SELECTED TEXT Block Start

The Mechanical Components division increased its gross sales by 10.8% to €232.1 million. Its operating result rose by a slightly disproportionate 11.6% up to €20.1 million. The margin stood at 8.7%, compared with 8.6% the previous year.

 

Both of the division's product areas contributed to this positive development.

 

Rose+Krieger benefited from brisk demand for custom machine building and industrial components for automation solutions, especially in Germany and Eastern Europe. In India and China, growth was driven primarily by applications for profile assembly systems in lean production and logistics systems for retailers.

 

At DewertOkin, the growth trend in ergonomic, electrically adjustable comfort furniture continued unabated in both Asia and the United States. For this reason, investments have been made in capacity expansion over the past 12 months. The official inauguration of the new development and production centre in Jiaxing, China, in September 2017 marked another milestone in an ongoing success story. The centre develops state-of-the-art drive systems for the global market using highly efficient processes and state-of-the-art infrastructure, and also manufactures, finally assembles and tests the required components.

SELECTED TEXT Block End
SUPPLIED ENTRIES Block Start

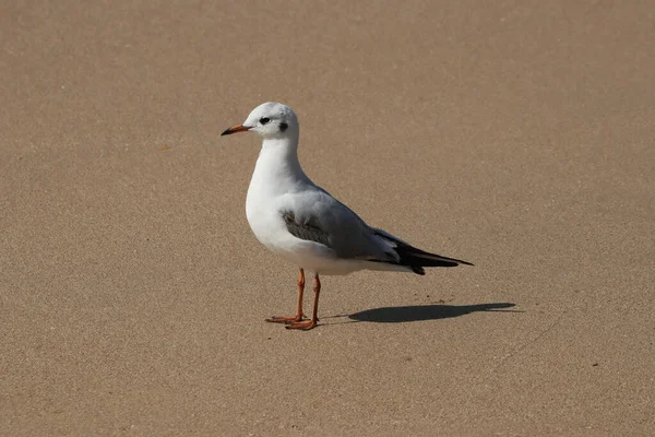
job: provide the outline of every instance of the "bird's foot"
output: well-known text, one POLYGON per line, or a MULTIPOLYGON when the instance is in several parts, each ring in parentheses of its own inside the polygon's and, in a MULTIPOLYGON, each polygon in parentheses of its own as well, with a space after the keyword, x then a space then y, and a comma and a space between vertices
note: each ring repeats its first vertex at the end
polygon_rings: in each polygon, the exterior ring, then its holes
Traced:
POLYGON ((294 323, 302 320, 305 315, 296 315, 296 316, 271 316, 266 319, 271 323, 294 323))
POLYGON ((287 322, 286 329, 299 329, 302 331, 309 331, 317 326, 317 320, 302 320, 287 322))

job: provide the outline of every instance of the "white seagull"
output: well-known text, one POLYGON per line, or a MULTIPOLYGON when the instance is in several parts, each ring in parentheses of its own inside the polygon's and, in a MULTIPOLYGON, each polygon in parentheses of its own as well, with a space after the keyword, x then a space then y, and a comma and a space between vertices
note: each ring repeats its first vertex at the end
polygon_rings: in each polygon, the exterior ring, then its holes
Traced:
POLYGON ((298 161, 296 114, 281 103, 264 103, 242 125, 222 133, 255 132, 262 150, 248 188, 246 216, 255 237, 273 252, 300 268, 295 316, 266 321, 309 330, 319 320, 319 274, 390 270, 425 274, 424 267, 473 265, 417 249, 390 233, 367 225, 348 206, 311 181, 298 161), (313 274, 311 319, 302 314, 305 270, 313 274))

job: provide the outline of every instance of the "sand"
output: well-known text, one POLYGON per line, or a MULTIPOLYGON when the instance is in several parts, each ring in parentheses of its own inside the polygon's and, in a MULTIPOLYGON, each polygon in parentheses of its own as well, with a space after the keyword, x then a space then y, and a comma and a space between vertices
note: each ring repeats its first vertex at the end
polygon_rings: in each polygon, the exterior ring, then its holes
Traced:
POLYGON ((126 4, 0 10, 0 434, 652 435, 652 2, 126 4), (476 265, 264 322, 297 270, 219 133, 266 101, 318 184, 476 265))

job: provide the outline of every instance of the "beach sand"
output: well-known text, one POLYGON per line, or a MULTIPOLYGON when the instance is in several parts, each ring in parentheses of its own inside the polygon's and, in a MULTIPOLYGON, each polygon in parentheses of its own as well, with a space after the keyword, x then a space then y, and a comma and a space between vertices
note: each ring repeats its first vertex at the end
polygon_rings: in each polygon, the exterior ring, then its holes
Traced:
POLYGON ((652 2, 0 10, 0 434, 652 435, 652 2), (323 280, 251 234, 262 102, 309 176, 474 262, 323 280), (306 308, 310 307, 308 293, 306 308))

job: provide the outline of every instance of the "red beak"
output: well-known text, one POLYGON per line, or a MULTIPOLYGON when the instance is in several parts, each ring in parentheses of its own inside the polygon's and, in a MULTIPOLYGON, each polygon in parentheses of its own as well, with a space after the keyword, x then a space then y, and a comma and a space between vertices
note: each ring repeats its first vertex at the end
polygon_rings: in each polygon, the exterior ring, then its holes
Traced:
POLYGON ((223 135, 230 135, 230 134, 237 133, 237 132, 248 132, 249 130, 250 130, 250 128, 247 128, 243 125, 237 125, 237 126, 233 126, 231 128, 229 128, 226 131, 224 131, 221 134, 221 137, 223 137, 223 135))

SUPPLIED ENTRIES Block End

WORK REQUEST =
Quote the full passage on the Mechanical Components division, reproducing every word without change. None of these items is required for the work on this page.

WRITTEN REPLY =
The Mechanical Components division increased its gross sales by 10.8% to €232.1 million. Its operating result rose by a slightly disproportionate 11.6% up to €20.1 million. The margin stood at 8.7%, compared with 8.6% the previous year.

 

Both of the division's product areas contributed to this positive development.

 

Rose+Krieger benefited from brisk demand for custom machine building and industrial components for automation solutions, especially in Germany and Eastern Europe. In India and China, growth was driven primarily by applications for profile assembly systems in lean production and logistics systems for retailers.

 

At DewertOkin, the growth trend in ergonomic, electrically adjustable comfort furniture continued unabated in both Asia and the United States. For this reason, investments have been made in capacity expansion over the past 12 months. The official inauguration of the new development and production centre in Jiaxing, China, in September 2017 marked another milestone in an ongoing success story. The centre develops state-of-the-art drive systems for the global market using highly efficient processes and state-of-the-art infrastructure, and also manufactures, finally assembles and tests the required components.